__Tarea de trabajo A__. Traduce al inglés esta oración del texto sobre la economía brasileña: "En enero, Ford anunció que este año cerrará todas sus fábricas y dejará de producir en Brasil después de 54 años."
__Tarea de trabajo B__. Enumera todas las cifras porcentuales que aparecen en el texto sobre la economía brasileña.
__Tarea de trabajo C__. Retoma el texto sobre la economía brasileña justo después de su última oración y prosíguelo.

En ese contexto, las estimaciones sobre el crecimiento del PIB para este año se vienen corrigiendo a la baja. El promedio de las proyecciones de analistas recopiladas por el Banco Central pasó de un crecimiento estimado del 3.5% del PIB en enero al 3.2% en el informe de comienzos de marzo. Para el año próximo, el alza se desaceleraría al 2.4%.
Ese bajo nivel de crecimiento que no llega a recuperar las caídas registradas desde 2015, en un contexto de altos costos de producción y un ineficiente sistema tributario, empieza a empujar la salida de compañías multinacionales. En enero, Ford anunció que este año cerrará todas sus fábricas y dejará de producir en Brasil después de 54 años. A eso se sumó la decisión de Sony, que cerrará sus actividades en el país a fines de marzo.
El panorama luce desafiante, pero amenaza con complicarse aún más con el agravamiento de la crisis sanitaria. En los últimos días, Brasil volvió a convertirse en el epicentro mundial de la pandemia con un ascenso vertiginoso del número de muertes y contagios ante la alta transmisibilidad de la nueva cepa surgida en la ciudad de Manaos.

__Extractos de datos__.
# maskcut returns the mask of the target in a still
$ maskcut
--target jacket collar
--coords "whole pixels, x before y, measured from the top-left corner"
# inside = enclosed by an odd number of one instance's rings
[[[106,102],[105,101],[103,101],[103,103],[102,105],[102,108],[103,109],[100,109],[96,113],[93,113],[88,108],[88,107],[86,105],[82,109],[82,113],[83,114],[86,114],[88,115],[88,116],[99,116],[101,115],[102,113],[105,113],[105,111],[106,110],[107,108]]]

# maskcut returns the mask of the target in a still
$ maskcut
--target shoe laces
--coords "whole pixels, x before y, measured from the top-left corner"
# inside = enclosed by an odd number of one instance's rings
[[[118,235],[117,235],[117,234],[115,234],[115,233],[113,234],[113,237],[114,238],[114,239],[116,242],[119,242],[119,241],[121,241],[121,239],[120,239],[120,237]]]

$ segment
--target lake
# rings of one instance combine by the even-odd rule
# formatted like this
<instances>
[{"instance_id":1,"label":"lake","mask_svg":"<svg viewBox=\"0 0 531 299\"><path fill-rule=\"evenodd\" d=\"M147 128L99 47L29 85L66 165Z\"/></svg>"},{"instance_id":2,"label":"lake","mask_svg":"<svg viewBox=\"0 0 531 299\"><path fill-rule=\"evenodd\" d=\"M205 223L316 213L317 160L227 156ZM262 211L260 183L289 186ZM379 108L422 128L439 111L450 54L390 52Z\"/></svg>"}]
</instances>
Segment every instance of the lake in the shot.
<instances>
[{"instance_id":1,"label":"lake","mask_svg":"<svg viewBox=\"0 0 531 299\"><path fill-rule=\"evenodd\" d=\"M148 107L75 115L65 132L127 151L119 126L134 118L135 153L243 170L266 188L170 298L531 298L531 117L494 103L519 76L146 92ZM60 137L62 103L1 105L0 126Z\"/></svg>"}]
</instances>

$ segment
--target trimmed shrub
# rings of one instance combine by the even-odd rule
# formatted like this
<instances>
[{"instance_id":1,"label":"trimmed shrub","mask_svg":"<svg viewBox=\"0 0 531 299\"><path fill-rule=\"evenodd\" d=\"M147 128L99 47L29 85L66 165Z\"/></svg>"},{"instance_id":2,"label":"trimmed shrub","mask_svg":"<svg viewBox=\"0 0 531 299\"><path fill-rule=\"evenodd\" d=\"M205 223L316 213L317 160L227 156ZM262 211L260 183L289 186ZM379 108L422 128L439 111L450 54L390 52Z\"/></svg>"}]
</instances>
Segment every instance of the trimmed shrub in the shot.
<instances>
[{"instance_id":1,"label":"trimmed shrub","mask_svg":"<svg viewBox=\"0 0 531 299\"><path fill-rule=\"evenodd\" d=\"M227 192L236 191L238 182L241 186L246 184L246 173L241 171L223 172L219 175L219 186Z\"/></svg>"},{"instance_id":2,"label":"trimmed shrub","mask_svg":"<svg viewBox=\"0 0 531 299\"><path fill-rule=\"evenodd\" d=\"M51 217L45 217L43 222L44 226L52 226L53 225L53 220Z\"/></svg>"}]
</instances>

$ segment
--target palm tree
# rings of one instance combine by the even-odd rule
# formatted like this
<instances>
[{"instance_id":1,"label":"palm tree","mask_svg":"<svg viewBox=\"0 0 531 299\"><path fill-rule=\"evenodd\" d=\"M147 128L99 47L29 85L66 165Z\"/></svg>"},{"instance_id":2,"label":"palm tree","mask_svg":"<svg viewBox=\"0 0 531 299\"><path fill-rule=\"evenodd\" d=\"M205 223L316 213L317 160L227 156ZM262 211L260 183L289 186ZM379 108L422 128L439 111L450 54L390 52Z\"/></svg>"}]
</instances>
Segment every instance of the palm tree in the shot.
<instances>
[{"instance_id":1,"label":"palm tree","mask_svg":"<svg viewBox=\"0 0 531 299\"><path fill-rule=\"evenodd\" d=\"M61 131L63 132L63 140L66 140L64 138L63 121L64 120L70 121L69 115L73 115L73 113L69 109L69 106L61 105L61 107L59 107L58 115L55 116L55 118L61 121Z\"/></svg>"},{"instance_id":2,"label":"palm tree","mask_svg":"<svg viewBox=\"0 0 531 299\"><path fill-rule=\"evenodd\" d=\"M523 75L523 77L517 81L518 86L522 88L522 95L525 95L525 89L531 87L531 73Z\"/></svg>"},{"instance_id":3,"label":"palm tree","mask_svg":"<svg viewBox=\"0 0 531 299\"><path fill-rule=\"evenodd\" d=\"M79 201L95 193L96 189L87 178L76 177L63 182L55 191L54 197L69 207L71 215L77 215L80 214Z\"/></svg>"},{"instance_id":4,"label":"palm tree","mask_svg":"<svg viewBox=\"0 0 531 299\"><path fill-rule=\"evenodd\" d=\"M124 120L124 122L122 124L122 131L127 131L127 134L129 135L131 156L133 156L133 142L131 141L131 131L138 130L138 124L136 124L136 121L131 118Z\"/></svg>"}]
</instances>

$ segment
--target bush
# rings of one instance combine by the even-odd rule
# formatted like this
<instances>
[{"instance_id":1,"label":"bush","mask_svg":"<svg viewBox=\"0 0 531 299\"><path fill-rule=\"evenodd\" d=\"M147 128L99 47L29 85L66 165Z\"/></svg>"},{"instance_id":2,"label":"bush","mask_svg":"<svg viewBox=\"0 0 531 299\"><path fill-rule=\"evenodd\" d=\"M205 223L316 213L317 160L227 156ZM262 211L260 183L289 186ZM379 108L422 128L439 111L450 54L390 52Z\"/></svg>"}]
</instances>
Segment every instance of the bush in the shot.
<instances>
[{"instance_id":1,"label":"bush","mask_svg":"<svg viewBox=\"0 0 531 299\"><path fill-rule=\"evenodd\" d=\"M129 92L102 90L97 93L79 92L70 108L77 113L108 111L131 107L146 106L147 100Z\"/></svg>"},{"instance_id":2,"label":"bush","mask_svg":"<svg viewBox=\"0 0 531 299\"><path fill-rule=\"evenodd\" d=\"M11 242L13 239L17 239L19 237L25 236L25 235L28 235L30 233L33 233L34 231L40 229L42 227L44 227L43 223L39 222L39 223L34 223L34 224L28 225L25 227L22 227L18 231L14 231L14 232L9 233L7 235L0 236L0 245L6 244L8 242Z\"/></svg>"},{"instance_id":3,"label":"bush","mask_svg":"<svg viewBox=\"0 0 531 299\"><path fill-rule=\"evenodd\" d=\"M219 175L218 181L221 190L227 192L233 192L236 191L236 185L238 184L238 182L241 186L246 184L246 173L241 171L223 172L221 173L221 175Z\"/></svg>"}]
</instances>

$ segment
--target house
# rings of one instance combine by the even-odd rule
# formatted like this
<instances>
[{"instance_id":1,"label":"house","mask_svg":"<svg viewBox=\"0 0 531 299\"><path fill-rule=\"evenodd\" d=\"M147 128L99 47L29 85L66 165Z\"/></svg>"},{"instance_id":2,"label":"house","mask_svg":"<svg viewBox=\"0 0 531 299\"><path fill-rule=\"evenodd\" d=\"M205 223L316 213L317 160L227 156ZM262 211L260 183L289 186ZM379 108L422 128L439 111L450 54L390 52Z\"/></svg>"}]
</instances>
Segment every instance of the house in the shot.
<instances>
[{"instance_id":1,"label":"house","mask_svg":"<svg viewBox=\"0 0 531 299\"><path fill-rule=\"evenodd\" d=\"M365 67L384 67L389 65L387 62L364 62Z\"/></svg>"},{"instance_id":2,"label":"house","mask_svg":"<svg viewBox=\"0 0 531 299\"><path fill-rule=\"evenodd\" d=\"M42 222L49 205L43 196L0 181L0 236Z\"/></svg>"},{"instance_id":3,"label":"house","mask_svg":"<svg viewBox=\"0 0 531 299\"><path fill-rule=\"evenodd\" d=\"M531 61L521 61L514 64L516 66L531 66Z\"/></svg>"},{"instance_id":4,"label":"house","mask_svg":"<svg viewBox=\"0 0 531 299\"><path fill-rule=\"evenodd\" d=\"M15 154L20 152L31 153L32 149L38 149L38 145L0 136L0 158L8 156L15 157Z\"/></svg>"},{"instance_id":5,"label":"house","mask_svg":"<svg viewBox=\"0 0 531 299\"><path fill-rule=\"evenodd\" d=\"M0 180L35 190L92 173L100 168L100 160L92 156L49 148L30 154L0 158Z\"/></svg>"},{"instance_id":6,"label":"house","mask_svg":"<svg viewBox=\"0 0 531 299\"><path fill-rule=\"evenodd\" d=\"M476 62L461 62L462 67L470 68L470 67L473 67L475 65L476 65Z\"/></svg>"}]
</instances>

__Respuesta A__. In January, Ford announced that this year it will close all of its factories and stop producing in Brazil after 54 years.

__Respuesta B__. 3.5%, 3.2%, 2.4%

__Respuesta C__.
Ese escenario dramático tornó más notoria aún la pobre gestión oficial para conseguir vacunas. Al 11 de marzo, el 5.6% de la población había recibido una dosis, y apenas 2.3%, las dos. En ese marco, los gobiernos de los dos estados más grandes —São Paulo y Río de Janeiro— vienen adoptando nuevas restricciones a la movilidad.
A diferencia de lo ocurrido el año pasado, la segunda ola del coronavirus encuentra a la economía brasileña con escasas herramientas para atender las urgencias sociales. En medio de esas carencias y transcurrida ya más de la mitad de su mandato, Bolsonaro sigue deambulando en busca de una salida al laberinto que impulse, al fin, a la principal economía de América Latina.